TASK INPUT:

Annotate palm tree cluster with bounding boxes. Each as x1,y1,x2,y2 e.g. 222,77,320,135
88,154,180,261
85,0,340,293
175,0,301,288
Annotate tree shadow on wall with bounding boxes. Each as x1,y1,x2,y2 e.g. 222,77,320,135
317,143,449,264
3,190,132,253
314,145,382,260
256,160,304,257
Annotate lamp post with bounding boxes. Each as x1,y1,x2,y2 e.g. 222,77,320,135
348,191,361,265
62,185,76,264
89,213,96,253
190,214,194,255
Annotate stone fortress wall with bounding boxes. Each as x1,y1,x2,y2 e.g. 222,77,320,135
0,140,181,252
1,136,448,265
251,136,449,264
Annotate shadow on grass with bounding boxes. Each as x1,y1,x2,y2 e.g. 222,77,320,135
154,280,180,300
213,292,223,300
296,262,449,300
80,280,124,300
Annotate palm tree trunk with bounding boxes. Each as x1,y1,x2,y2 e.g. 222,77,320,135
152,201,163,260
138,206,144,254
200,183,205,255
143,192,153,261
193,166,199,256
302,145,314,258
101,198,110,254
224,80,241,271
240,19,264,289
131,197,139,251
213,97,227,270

WHAT YOU HAVE TO DO: The full listing above is to be given again exactly.

ANSWER BOX:
Annotate palm tree cluster with bounding boxes. Each as x1,y1,x2,y2 e.g. 222,77,320,135
88,154,180,261
85,0,340,293
175,0,301,288
Annotate tree shadow on wall with bounding boxes. Each as x1,y1,x2,y2 e.g. 222,77,320,135
317,143,449,264
3,190,132,253
314,145,382,260
256,160,304,257
Annotate lamp post with bounding boxes. Each as x1,y1,x2,y2 e.g. 222,77,320,135
348,191,361,265
62,185,76,264
89,213,96,253
190,214,194,255
Annotate stone fortress wall with bounding boxes. Each as x1,y1,x2,y2 e.g. 222,77,320,135
0,140,181,252
1,136,448,265
251,136,449,264
Annotate shadow on grass with bounding boxes. Each as x1,y1,x2,y2 e.g. 222,77,320,135
154,280,180,300
213,292,223,300
296,262,449,300
80,280,124,300
Annotate palm tree trunk with bounding boxes. Each as x1,y1,x2,y2 e.g. 222,77,320,135
152,201,163,260
138,206,144,254
200,183,205,255
143,192,153,261
193,166,199,256
302,145,314,258
101,198,110,254
224,80,241,271
240,19,264,289
131,197,139,251
213,97,227,270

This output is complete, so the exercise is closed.